Cleaning the different parts:

• Cleaning the Eyepiece: First blow away the dust. Dust is able to scratch the surface. Then take a cotton swabs (real cotton, not artificial fibers). Moisten the swab with the appropriate cleaning fluid and make sure that there is no excessive liquid on the swab. Clean the eyepiece with the moistened swab. Then wipe the lens dry using lens paper. Do not apply too much pressure.
• Cleaning the Objectives: Immersion oil is first removed by carefully (no pressure!) wiping the objective with lens paper. You can then use the cleaning fluid recommended by the manufacturer. Do not dip the objective into the solvent (this should be obvious, but you never know what some folks are up to…). Apply the solvent to the lens paper.
• Cleaning the Microscope Stage: This can be done with a moist cloth dipped in an appropriate cleaning solution. Scratching of the stage should not be a problem (it’s made of metal), but do take care of the condenser lens!
• Cleaning the Microscope Body: The body can be cleaned either with a soft cloth and water, or dust can be removed by using pressured air (not those for electronics, which contain additives!)
• Cleaning the Condenser: The same things apply as for the objective and the eyepiece. First remove the dust, then use an appropriate cleaning solution with cotton swab and wipe dry with lens paper.

The effects of dust: Store the microscope in a dust-free environment and/or cover the microscope with a dust cover when not in use. Dust has several adverse effects:

• It disturbs the quality of the image. Especially dark-field illumination is very sensitive to dust. Even the smallest dust grains show up.

DATA SEGMENT:
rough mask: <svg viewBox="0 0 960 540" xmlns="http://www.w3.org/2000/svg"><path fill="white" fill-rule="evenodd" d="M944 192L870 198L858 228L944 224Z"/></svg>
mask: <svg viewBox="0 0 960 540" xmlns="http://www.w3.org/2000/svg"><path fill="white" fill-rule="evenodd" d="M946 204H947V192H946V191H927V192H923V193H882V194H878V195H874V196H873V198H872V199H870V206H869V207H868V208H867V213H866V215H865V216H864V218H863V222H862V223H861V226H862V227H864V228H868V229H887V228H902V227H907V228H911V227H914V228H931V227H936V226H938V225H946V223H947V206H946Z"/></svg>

WORK ORDER A: According to the microscope-cleaning excerpt above, why should dust be blown away from the eyepiece before it is cleaned with a swab? Answer in one to three sentences.
WORK ORDER B: Transcribe the portion of the microscope-cleaning excerpt above that begins at the words "The effects of" and stops after the words "grains show up.".
WORK ORDER C: Extend the microscope-cleaning excerpt above, continuing from its final sentence.
The lines placed after the microscope-cleaning excerpt are separate material and do not belong to it.

ANSWER A: Dust should be blown away first because it can scratch the surface of the eyepiece.

ANSWER B:
The effects of dust: Store the microscope in a dust-free environment and/or cover the microscope with a dust cover when not in use. Dust has several adverse effects:

• It disturbs the quality of the image. Especially dark-field illumination is very sensitive to dust. Even the smallest dust grains show up.

ANSWER C:
• Over the years the oil in the gearing (focus knobs, condenser knob, and of the mechanical stage, etc.) will collect dust and start to solidify, making the mechanics difficult to operate and increasing wear.
• Dust grains located between the condenser and the slide may scratch the condenser lens when moving the slide. The distance between the slide and the condenser lens is very small if the condenser is moved into the highest position.

Vascular tissue of a pumpkin plant.

Here is a list of common mistakes which I observed over the years:

• Viewing specimens without a cover slip: The objectives are designed to be used with a cover slip. If no cover slip is used (or no water beneath the cover slip and the slide), then the focal distance will change and the quality of the image is reduced as well.
• Using immersion oil with a non-immersion objective: Lower image quality and dirty optics are the consequence. The oil, if not properly cleaned, will start to accumulate dust and image quality may decrease to the extent that no image is visible at all. Use an alcohol:ether mixture and lens paper to clean the objectives, but make sure that the solvent does not contact the lens too long. Otherwise the lens kit holding the lens in place may start to become soft.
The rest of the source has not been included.